-- Source document --
Mythologies is a compilation of a series of articles most of which were published in the magazine Les Lettres nouvelles between 1954 and 1956. Their concern is with the values and attitudes implicit in the variety of messages with which our culture bombards us: advertisements, newspaper and magazine reports, photographs, and even material objects like cars and children’s toys. (When high culture (Racine or Fauré) comes into question, it is because of the stock responses that govern its consumption.) Barthes calls these messages myths, partly in virtue of the etymology of ‘myth’ (the Greek muthos, speech, therefore ‘message’), and partly because many of these messages are myths in another sense, mystifications. The importance of Mythologies lies less in subject-matter (though many of the topics are still uncomfortably relevant), than in the procedures by which it is analysed, judged, and not least transformed by and into writing. Procedures of rhetoric are indeed inseparable from the process of argument and evaluation, and this gives the text a certain exemplary status, as a persuasive discourse on forms of persuasion.
To start with, the mere fact of treating some of the topics of Mythologies as messages is itself a paradoxical manoeuvre, giving rise to paradoxical utterances (‘paradoxical’ is to be understood in its etymological sense: that which is against doxa, common opinion). Common sense would say that wrestling is a sport: Barthes asserts it is not a sport, but a spectacle (MY, 13/15); again, strip-tease is not about sexuality, but about de-sexualizing women (MY, 147/91). Both these activities, then, emit a message that belies their apparent nature. In a sense, there are thus two messages. There is a manifest message, which can be rendered by a tautological or apparently self-evident statement (‘wrestling is a sport’, ‘strip-tease is sexy’). This message is, in short, that there is no message: common sense is impervious to signs. This primary message thus functions so as to conceal the secondary message, and so to facilitate its delivery.1
The common-sense view of the world largely consists in asking what the use of something is. But to bracket out an object’s utilitarian function can enable one to ‘hear’ previously unsuspected messages. Wrestling, again: if one tries to understand it, commonsensewise, as a sport, it is unintelligible: in a real contest, a wrestler caught in a hold would struggle to conceal his agony, which could only encourage his opponent; in fact, he displays it. Or why is the foul play so blatant? Because the wrestler is not so much trying to win as fulfilling a role expected of him by the spectators: to suffer, visibly, is part of that role; and an invisible foul is useless because the function of a foul is to build up the perpetrator’s character as a ‘dirty bastard’, to be spectacularly chastised by the ‘good guy’. Physique is likewise dictated not by considerations of strength or fitness but by this need to establish a recognizable character, in the theatrical sense. The whole exercise is a play, or even a ritual confrontation between Good and Evil (MY, 13–24/15–26).
In other words, there is in wrestling a discrepancy between the primary common-sense message ‘This is a sport (not a message)’ and the secondary message ‘This is a spectacle’. This discrepancy, however, is ludic and aesthetic in function. Nobody is being fooled by a wrestling match: on the contrary, the duplicity of the event is part of the spectator’s pleasure. There is the pleasure of the spectacle itself, the conflict of hero and villain, Good and Evil, and the further pleasure in the fact of the spectacle’s masquerading as a sporting contest. But with other messages, the duplicity is not aesthetic but ideological.

-- Items --
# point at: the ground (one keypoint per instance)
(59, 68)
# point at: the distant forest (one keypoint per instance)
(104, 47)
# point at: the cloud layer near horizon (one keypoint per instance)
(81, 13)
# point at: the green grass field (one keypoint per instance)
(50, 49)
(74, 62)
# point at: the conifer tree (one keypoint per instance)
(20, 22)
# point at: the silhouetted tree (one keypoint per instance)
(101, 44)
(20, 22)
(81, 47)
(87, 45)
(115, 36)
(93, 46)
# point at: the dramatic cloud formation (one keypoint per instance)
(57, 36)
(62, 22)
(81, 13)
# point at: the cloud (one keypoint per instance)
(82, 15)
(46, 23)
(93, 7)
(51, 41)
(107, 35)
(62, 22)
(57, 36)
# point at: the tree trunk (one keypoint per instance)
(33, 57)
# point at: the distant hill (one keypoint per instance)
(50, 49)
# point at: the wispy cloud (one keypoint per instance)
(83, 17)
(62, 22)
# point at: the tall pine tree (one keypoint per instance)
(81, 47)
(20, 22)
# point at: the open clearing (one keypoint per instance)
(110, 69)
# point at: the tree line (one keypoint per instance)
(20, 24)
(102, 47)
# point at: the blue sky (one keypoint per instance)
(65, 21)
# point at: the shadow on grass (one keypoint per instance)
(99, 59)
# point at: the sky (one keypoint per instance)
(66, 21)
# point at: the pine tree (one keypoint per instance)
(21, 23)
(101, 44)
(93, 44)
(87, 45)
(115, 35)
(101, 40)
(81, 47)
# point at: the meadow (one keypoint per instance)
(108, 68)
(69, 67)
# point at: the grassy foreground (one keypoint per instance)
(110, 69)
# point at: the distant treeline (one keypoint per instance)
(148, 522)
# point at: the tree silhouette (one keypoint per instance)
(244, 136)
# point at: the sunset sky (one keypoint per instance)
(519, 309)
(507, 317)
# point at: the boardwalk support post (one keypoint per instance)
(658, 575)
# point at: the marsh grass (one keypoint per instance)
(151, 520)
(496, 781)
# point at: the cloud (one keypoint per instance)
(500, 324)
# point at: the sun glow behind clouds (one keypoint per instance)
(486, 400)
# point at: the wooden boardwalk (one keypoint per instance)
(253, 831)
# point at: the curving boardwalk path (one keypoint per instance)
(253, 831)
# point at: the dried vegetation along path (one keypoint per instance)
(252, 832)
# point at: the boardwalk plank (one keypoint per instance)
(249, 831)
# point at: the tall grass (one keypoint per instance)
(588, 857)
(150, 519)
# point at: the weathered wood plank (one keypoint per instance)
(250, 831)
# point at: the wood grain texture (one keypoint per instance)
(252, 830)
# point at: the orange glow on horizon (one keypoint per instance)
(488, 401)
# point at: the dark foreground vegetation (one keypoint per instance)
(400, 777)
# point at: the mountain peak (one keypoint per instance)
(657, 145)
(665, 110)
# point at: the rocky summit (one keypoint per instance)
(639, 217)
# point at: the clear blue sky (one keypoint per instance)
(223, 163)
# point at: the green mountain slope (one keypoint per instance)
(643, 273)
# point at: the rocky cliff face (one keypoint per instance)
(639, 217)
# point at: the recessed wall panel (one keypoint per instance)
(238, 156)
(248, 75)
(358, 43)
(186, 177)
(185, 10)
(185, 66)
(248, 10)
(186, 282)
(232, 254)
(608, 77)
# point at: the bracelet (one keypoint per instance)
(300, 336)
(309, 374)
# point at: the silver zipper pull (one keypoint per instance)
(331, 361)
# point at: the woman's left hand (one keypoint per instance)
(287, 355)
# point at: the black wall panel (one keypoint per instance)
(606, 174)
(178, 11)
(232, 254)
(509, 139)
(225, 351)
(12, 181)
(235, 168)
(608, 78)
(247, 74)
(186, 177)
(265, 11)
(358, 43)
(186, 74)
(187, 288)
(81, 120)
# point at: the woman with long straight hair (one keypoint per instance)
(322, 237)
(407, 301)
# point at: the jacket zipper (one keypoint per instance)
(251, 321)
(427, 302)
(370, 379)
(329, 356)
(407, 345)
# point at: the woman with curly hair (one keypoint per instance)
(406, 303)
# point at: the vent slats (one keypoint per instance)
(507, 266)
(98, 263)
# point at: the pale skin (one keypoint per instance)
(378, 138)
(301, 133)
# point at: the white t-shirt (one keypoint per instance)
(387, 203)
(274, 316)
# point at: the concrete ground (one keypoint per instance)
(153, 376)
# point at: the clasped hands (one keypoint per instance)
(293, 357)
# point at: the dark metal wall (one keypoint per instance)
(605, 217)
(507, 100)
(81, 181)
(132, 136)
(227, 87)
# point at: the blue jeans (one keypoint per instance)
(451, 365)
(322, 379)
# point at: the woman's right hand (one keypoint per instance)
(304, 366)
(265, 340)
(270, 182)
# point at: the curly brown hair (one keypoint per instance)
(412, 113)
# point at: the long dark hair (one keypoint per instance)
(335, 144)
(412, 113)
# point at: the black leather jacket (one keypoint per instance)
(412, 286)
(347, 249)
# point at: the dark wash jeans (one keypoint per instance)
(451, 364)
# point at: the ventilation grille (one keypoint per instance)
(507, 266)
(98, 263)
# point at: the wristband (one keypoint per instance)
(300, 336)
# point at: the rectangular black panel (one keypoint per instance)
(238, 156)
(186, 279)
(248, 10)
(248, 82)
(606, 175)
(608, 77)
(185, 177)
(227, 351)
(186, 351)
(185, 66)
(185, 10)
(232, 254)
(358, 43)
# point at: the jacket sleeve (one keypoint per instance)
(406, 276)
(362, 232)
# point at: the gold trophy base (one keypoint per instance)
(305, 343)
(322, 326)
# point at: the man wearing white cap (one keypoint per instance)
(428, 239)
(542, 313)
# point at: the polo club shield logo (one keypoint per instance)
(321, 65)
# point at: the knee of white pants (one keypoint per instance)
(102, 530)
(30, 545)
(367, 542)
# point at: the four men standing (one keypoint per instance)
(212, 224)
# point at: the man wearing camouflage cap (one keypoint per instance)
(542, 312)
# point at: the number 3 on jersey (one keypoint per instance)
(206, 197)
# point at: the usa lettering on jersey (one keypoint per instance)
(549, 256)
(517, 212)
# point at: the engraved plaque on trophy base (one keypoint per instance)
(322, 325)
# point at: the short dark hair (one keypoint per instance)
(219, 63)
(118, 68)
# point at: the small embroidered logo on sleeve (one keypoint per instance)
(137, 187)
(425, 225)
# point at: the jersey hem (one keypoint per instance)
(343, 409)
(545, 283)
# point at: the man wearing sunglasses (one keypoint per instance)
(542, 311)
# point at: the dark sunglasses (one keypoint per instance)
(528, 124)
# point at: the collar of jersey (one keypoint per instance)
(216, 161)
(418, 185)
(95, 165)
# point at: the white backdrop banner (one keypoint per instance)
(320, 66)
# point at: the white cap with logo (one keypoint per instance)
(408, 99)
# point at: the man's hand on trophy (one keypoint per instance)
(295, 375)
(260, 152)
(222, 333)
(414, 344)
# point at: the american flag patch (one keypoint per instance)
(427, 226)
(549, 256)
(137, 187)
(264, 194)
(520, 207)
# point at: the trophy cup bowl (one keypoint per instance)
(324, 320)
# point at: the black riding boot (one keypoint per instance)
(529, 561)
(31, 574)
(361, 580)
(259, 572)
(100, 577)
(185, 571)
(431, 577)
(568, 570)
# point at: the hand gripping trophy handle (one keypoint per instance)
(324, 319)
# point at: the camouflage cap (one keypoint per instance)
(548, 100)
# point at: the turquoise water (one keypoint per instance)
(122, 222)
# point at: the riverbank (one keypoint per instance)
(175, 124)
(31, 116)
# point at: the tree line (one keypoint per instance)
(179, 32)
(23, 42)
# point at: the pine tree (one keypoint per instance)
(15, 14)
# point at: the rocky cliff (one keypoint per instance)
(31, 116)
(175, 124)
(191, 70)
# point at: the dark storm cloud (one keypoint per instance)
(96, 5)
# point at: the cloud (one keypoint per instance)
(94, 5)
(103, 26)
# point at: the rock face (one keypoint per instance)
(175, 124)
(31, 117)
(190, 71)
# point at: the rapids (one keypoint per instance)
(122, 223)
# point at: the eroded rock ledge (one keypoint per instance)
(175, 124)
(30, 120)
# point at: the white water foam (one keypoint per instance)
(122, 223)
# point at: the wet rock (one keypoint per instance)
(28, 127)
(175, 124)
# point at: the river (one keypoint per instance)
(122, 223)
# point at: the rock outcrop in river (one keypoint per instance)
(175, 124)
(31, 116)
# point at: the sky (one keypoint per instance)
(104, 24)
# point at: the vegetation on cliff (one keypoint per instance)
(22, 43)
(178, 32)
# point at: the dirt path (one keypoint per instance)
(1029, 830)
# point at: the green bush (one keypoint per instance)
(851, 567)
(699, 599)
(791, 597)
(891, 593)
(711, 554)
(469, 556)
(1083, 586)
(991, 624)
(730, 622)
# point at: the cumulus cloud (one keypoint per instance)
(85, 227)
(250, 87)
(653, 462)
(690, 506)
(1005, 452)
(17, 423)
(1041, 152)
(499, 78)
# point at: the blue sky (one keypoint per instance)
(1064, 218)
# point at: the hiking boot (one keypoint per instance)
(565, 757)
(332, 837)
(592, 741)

-- Exercise --
Extend the discussion of Barthes's Mythologies by writing what follows its last sentence.

-- Exercise output --
It is as if Barthes sees wrestling as a genuine manifestation of popular culture, resting on a set of values shared by performers and audience, as one might suppose Greek or Elizabethan drama to have been. The common-sense view (wrestling is a sport, but a bad one because not honestly competitive) is thus not the popular one: it would be glossed by Barthes as more of a (petty-) bourgeois reaction. Yet there are other messages that relate differently to society. Take the case of wine, which has an obvious symbolic status, as a sign of Frenchness and of virility. Here the vehicle of the myth, or message, the wine, is valued as a ‘good and fine substance’. But the myth has to be questioned because spontaneously to participate in it is also to endorse what the myth conceals: the fact that wine is a commodity like any other, produced under a capitalist regime, which has turned into vineyards parts of North Africa that could have been used to produce food, and set the native Muslim population working there, when their religion holds wine in abhorrence (MY, 77/68).2 The myth of wine is thus doubly alienating: it palliates the exclusion of the North African population from its own environment and culture and debars the intellectual from a wholehearted uncomplicated relationship with what is after all a ‘belle et bonne substance’.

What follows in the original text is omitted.